Excerpt to read —
____________
The Terps needed to run off those two victories over Va Tech and Virginia just to reach .500 in the league. That pretty much guarantees them a spot in the NIT following the ACC Tournament, a possibility that was tenuous after falling to Clemson March 2.

"I think everybody in the league knows we're pretty good and our guys know we're pretty good," Turgeon said following the UVA game. "It's hard to win in this league… To get to 9-9 is a step; it gives us confidence going down to Greensboro.

"I'm happy for the guys, it's been hard. We're trying to build something, and it's been hard, but we're making strides."

Maryland will be taking on another team March 13 that has had its share of ups and downs this year as well. Florida State (18-12, 9-9 ACC) just lost to No. 7 Syracuse, 74-58, ending an impressive three-game winning streak that included victories over Pittsburgh, Georgia Tech and Boston College.

The Terps and Seminoles have already met twice this season, splitting the series. On Jan. 24 in Tallahassee, Fla., the Noles drained 16 3-pointers in an 85-61 rout. But on Feb. 8, behind Allen's career-high 32 points, Maryland returned the favor with an 83-71 win at the Comcast Center. The winner of the rubber match will face top-seeded Virginia March 14 at noon.

FSU enters this matchup as the ACC's sixth-best scoring team (71.2 points per game), but as the No. 1 shooting squad, as they can 46.5 percent of their field goals. The Noles also excel from downtown (37.2 percent, second in the league) and from the charity stripe (72.6 percent, fourth).

Sophomore guard Aaron Thomas, who drained three 3s and scored 17 points against UMD in the last meeting, leads the way at 14.1 points per game and shoots 38 percent from deep. Senior guard Ian Miller, who just returned from an ankle injury in early March, puts up 13.7 a night; shoots 40 percent from downtown; and averages three assists.
____________
Supplied entries —
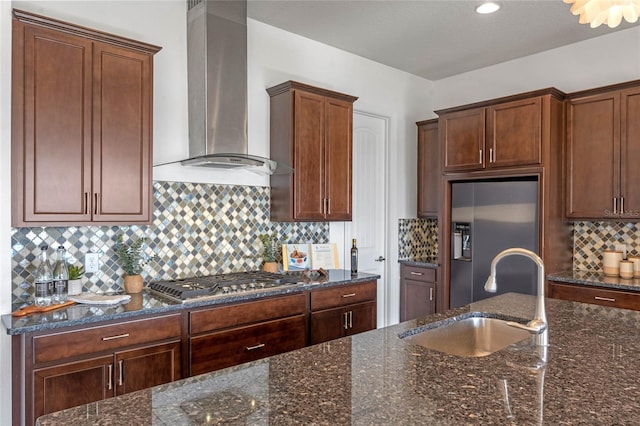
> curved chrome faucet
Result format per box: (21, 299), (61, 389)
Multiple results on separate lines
(484, 248), (549, 346)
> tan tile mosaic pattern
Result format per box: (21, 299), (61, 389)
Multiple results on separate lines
(573, 222), (640, 271)
(398, 219), (438, 260)
(11, 181), (329, 302)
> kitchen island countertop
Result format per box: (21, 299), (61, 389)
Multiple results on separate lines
(2, 269), (380, 335)
(33, 293), (640, 426)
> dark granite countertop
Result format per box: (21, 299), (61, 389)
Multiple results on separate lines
(2, 269), (380, 335)
(398, 256), (440, 268)
(547, 271), (640, 291)
(38, 293), (640, 426)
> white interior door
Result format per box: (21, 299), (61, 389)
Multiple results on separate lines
(344, 111), (389, 327)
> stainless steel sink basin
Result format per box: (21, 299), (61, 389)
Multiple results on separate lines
(400, 313), (531, 357)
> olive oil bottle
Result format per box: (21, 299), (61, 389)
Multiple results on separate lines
(351, 238), (358, 275)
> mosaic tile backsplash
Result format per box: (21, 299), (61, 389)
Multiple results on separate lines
(398, 219), (438, 260)
(573, 222), (640, 272)
(11, 181), (329, 303)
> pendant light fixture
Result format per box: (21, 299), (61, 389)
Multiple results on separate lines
(564, 0), (640, 28)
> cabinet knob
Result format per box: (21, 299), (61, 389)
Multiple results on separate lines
(245, 343), (265, 351)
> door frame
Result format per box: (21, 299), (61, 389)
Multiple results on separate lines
(350, 108), (392, 328)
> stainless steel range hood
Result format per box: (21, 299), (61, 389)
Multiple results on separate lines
(181, 0), (291, 174)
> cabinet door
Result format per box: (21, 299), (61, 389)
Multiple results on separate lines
(324, 98), (353, 220)
(487, 97), (542, 168)
(620, 88), (640, 218)
(33, 356), (115, 419)
(93, 43), (152, 222)
(347, 302), (376, 335)
(12, 21), (92, 225)
(566, 92), (620, 219)
(310, 308), (349, 345)
(114, 341), (180, 395)
(400, 279), (436, 321)
(418, 121), (441, 217)
(189, 315), (306, 376)
(293, 90), (325, 220)
(439, 108), (485, 171)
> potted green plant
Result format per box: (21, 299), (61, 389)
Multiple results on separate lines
(260, 233), (287, 272)
(114, 234), (153, 294)
(69, 265), (84, 296)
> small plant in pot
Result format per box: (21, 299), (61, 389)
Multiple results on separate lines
(260, 233), (288, 272)
(69, 265), (84, 296)
(114, 234), (153, 294)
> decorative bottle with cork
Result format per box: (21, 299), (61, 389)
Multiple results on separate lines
(351, 238), (358, 275)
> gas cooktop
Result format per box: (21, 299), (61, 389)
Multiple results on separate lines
(149, 271), (302, 303)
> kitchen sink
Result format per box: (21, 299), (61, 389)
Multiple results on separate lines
(399, 312), (531, 357)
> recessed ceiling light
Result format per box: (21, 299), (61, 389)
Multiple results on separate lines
(476, 2), (500, 15)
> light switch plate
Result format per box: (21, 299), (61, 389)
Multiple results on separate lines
(84, 253), (100, 273)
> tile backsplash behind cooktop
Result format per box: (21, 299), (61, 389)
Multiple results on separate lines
(11, 181), (329, 302)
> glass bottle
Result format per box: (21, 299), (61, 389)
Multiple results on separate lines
(52, 246), (69, 303)
(351, 238), (358, 275)
(35, 244), (53, 306)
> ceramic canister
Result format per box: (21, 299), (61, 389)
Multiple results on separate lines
(602, 250), (622, 277)
(627, 256), (640, 278)
(620, 260), (634, 279)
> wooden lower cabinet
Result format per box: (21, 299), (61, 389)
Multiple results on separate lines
(29, 356), (115, 423)
(189, 315), (306, 376)
(189, 293), (308, 376)
(12, 313), (182, 425)
(549, 282), (640, 311)
(309, 281), (377, 345)
(310, 302), (376, 345)
(33, 341), (180, 419)
(400, 264), (437, 321)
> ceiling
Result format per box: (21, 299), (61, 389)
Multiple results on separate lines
(248, 0), (640, 81)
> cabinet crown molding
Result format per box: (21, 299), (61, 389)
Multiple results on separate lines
(13, 9), (162, 55)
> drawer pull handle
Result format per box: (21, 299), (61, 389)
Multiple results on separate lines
(102, 333), (129, 342)
(107, 364), (113, 390)
(246, 343), (265, 351)
(118, 360), (124, 386)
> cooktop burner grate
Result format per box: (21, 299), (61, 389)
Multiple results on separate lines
(149, 271), (301, 302)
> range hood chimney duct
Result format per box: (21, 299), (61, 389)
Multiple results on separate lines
(181, 0), (291, 174)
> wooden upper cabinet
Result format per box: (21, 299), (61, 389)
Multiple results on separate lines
(487, 96), (542, 168)
(12, 10), (160, 226)
(267, 81), (357, 221)
(416, 119), (441, 217)
(565, 82), (640, 220)
(436, 93), (552, 172)
(439, 108), (485, 171)
(620, 87), (640, 218)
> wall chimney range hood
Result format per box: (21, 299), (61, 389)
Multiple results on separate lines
(180, 0), (292, 174)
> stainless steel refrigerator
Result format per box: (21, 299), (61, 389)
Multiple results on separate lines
(450, 179), (540, 308)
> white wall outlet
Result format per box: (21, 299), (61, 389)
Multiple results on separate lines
(84, 253), (100, 273)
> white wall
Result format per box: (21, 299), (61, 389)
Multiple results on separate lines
(433, 27), (640, 109)
(0, 1), (11, 425)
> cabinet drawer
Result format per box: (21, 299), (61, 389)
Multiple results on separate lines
(33, 314), (181, 364)
(189, 315), (306, 376)
(401, 265), (436, 283)
(311, 281), (378, 311)
(551, 283), (640, 311)
(189, 293), (306, 334)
____________
Questions on the material —
1 - From the basketball article, list each Florida State team statistic that is given together with its rank in the ACC. Include the figure and the rank for each.
2 - Please continue the basketball article about the Maryland–Florida State rubber match from the point where it stops.

List of answers —
1 -
- Scoring: 71.2 points per game, sixth
- Field goal shooting: 46.5 percent, first
- 3-point shooting: 37.2 percent, second
- Free throw shooting: 72.6 percent, fourth

2 -
Senior forward Okaro White drops in 13.3 points per game, sophomore guard Devon Bookert cans 39.8 percent of his treys, and sophomore guard Montay Brandon chips in 8.0 points per game.

"They've been lights out from 3, so we have to watch out for that," Layman said previously. "And [in the paint] they're strong, but we have a bunch of good bigs that can handle their strength down low. But, really, they don't run too much on offense, we just have to play by our principles and get stops."

But while they can score, Florida State does tend to turn the ball over, and the Seminoles are just 12th in assist-to-turnover ratio. In the last UMD-FSU matchup, the Noles gave the ball away 16 times, and Maryland came up with nine steals. Thomas, Miller and Bookert all average two or more hiccups per game.

Defensively, FSU is among the nation's best and boasts the ACC's No. 1 field-goal percentage defense at 39.7 percent. The Noles also allow just 66 points per outing, ranking in the conference's top third as well. They come away with about six steals per night (sixth in the ACC) and 5.5 blocks per (second), although they are just ninth in rebounding.

Thomas ranks with the ACC's leaders at 1.5 steals per game, while 7-foot-3 center Boris Bojanovsky is among the top shot blockers at 1.9 per. White leads FSU with almost seven rebounds a night, while Brandon adds in about five.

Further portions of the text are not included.